%%

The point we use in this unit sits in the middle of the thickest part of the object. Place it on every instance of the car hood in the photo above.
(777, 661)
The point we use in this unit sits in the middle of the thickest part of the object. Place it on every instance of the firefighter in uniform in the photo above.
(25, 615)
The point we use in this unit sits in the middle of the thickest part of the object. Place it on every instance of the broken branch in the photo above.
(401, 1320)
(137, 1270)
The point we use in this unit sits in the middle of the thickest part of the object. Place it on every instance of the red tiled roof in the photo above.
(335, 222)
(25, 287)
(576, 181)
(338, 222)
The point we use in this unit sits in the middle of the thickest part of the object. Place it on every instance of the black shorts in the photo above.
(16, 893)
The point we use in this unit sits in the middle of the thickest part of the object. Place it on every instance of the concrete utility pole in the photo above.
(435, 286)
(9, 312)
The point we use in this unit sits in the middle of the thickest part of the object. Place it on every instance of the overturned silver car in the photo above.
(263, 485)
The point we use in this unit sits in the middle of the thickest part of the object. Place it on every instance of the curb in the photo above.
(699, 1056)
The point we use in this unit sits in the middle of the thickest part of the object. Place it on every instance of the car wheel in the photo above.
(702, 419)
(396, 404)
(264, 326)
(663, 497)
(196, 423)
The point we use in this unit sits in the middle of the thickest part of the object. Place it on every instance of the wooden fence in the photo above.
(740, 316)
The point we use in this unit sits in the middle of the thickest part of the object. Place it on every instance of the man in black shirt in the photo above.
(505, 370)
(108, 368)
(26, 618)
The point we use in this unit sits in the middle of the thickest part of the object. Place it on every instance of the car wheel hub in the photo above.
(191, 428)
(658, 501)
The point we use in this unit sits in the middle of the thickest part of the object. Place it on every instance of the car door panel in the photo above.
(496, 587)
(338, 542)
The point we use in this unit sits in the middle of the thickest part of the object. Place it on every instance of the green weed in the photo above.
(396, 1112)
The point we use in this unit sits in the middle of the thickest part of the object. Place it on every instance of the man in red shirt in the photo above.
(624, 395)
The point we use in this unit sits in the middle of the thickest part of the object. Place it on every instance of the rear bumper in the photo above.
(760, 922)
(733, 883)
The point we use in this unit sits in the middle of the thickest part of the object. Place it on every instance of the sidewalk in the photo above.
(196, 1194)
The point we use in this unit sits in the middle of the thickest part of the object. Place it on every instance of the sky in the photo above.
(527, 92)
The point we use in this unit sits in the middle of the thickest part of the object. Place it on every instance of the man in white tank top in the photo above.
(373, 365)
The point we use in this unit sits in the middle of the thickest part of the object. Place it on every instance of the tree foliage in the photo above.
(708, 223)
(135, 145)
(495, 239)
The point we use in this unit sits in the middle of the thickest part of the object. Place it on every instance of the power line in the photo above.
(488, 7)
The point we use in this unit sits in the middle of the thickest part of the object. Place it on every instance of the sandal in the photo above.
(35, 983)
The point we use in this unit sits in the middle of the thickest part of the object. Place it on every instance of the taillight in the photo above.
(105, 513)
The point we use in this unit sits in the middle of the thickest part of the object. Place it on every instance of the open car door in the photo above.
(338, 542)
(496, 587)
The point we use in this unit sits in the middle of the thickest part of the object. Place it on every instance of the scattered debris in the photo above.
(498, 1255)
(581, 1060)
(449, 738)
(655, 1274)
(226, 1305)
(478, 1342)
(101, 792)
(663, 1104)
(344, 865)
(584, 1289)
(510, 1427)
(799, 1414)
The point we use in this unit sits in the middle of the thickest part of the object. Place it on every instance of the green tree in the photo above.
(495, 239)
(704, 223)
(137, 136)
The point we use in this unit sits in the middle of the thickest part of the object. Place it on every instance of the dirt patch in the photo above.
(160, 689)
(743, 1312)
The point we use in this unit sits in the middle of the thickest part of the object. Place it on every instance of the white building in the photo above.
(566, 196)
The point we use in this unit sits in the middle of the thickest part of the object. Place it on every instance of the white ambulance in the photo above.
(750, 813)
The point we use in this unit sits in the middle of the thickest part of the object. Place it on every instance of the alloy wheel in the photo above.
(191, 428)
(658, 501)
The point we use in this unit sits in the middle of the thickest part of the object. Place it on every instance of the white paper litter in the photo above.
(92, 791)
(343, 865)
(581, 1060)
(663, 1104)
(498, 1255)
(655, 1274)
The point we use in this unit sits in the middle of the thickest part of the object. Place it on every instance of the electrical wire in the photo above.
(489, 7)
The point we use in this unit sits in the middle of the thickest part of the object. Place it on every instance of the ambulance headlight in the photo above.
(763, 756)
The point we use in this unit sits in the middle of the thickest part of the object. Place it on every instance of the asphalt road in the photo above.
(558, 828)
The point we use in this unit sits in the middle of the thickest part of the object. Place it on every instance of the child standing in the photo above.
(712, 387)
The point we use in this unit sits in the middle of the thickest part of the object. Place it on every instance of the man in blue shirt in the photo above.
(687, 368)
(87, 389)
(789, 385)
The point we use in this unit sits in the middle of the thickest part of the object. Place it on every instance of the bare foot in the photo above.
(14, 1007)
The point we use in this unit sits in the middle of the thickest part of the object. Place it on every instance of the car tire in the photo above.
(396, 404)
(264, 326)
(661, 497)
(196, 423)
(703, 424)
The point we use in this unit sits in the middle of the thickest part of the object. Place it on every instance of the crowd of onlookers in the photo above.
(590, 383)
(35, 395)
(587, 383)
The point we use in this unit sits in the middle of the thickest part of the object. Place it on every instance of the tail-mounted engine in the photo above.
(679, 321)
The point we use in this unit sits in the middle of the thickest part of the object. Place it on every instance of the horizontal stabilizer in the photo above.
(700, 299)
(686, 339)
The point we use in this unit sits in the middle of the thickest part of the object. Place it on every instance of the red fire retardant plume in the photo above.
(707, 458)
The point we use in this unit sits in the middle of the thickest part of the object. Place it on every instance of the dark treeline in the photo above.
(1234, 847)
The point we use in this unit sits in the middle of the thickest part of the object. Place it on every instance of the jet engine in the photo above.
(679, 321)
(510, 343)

%%

- _Task objective_
To complete this exercise, set down every line above exactly once more.

- _Your solution_
The point we use in this unit sits in the middle of the thickest part of the object. Place it on every instance of the car hood in the photo above.
(777, 661)
The point we use in this unit sits in the middle of the thickest part of the object. Place it on every instance of the firefighter in uniform in the photo above.
(25, 615)
The point we use in this unit sits in the middle of the thickest part of the object. Place it on every instance of the broken branch in the photo above.
(401, 1320)
(137, 1270)
The point we use in this unit sits in the middle of the thickest part of the object. Place it on every instance of the red tiled roof in the photo above.
(335, 222)
(25, 287)
(576, 181)
(338, 222)
The point we use in this unit sits in the middle of the thickest part of the object. Place it on every instance of the black shorts in the photo above.
(16, 893)
The point we use in this unit sits in the middle of the thickest part of the object. Place it on every instance of the concrete utility pole in the photo above.
(435, 286)
(9, 312)
The point we use in this unit sits in the middle of the thickest part of the object. Place it on every instance of the overturned silver car in the photo above.
(263, 485)
The point we use in this unit sits in the middle of the thickest part of the object. Place it on every instance of the curb in the photo above.
(699, 1056)
The point we use in this unit sits in the middle of the thickest part of the object. Place it on every instance of the car wheel in the photo above.
(702, 419)
(396, 404)
(264, 326)
(663, 497)
(196, 423)
The point we use in this unit sits in the middle of the thickest part of the object. Place it on every instance of the wooden fence in the photo above.
(740, 316)
The point we use in this unit sits in the middle of the thickest part of the object. Place it on every instance of the man in black shirt in the photo above.
(505, 370)
(108, 368)
(26, 618)
The point we use in this unit sits in the middle of the thickest part of the object. Place it on every instance of the car wheel hub in the photo above.
(191, 428)
(658, 501)
The point we use in this unit sits in the middle of the thickest part of the object. Place it on every instance of the car door panel in the photo above.
(496, 587)
(338, 542)
The point we use in this unit sits in the middle of the thickest part of the object. Place it on every instance of the green weed in the photo above.
(396, 1112)
The point we use in this unit sits in the middle of the thickest part of the object. Place it on every instance of the man in red shirt in the photo above.
(624, 395)
The point we use in this unit sits in the middle of the thickest part of the object. Place it on every instance of the rear bumper in the photo above.
(760, 922)
(733, 883)
The point we use in this unit sits in the middle of the thickest part of the object. Place it on every instance of the sidewalk in the photo above.
(196, 1194)
The point we use in this unit sits in the middle of the thickest part of the object. Place it on every instance of the sky in the photo above.
(527, 92)
The point we use in this unit sits in the middle of the thickest part of the object. Place it on every instance of the man in white tank top in the photo above.
(373, 365)
The point we use in this unit sits in the middle of the thickest part of the object. Place it on every instance of the tree foliage in the photo above.
(708, 223)
(135, 145)
(495, 239)
The point we use in this unit sits in the middle of the thickest part of the object. Place it on every instance of the power line in the photo above.
(488, 7)
The point we use in this unit sits in the middle of the thickest part of the object. Place it on every instance of the sandal in the photo above.
(35, 983)
The point we use in this unit sits in the middle of the thickest part of the object. Place it on every instance of the taillight in the photo above.
(105, 513)
The point we use in this unit sits in the middle of the thickest part of the object. Place it on every instance of the open car door in the photo above.
(338, 542)
(496, 587)
The point we use in this unit sits in the middle of the thickest part of the object. Place it on every instance of the scattered debris in the photo above.
(498, 1255)
(581, 1060)
(449, 738)
(655, 1274)
(226, 1305)
(478, 1342)
(101, 792)
(663, 1104)
(344, 865)
(584, 1289)
(510, 1427)
(799, 1414)
The point we use in this unit sits in the middle of the thickest part of the object. Place it on every instance of the green tree in the photo above.
(495, 239)
(704, 223)
(137, 136)
The point we use in this unit sits in the middle of the thickest part of the object. Place it on every instance of the dirt patch in the photo above.
(160, 689)
(743, 1312)
The point we use in this unit sits in the middle of the thickest part of the object. Place it on every instance of the white building in the photo above.
(566, 196)
The point we use in this unit sits in the middle of the thickest part of the object. Place it on every instance of the white ambulance in the photo above.
(750, 813)
The point we use in this unit sits in the middle of the thickest part of the object. Place it on every instance of the alloy wheel in the photo above.
(191, 428)
(658, 501)
The point we use in this unit sits in the middle of the thickest part of the object. Place it on every instance of the white paper litter in the photo above.
(92, 791)
(343, 865)
(581, 1060)
(663, 1104)
(498, 1255)
(655, 1274)
The point we use in this unit sits in the middle of the thickest part of the object. Place it on every instance of the electrical wire in the photo above.
(489, 7)
The point we use in this unit sits in the middle of the thickest part of the object. Place it on every instance of the ambulance headlight in the photo above.
(763, 756)
The point we use in this unit sits in the middle of the thickest part of the object. Place it on every instance of the asphalt road in the photo above.
(558, 828)
The point we use in this unit sits in the middle of the thickest part of the object. Place it on every instance of the child standing in the photo above.
(712, 387)
The point we use in this unit sits in the middle of the thickest part of the object. Place it on every instance of the man in blue shirt in the photo above.
(687, 368)
(87, 389)
(789, 385)
The point we use in this unit sits in the middle of the thickest part of the object. Place it on every instance of the bare foot in the photo above.
(14, 1007)
The point we use in this unit sits in the middle of the thickest part of the object. Place it on every instance of the car tire in the photo above.
(396, 404)
(264, 326)
(661, 497)
(196, 423)
(703, 424)
The point we use in this unit sits in the middle of the thickest part of the object. Place it on every instance of the crowd of onlookers in the photo above.
(590, 383)
(35, 395)
(587, 383)
The point we use in this unit sits in the middle of the thickest part of the object. Place it on every instance of the tail-mounted engine in the photo above.
(679, 321)
The point we use in this unit sits in the middle of the thickest part of the object. Place it on every instance of the horizontal stabilizer in the photo above.
(700, 299)
(686, 339)
The point we use in this unit sits in the middle of the thickest part of the object. Place it on every instance of the red fire retardant plume in the photo above.
(707, 458)
The point we use in this unit sits in the middle of the thickest part of the object. Place it on every instance of the dark treeline in the photo above.
(1234, 847)
The point we use in this unit sits in the middle of the thickest part of the object. Place it on every instance of the jet engine in the photo above.
(679, 321)
(510, 343)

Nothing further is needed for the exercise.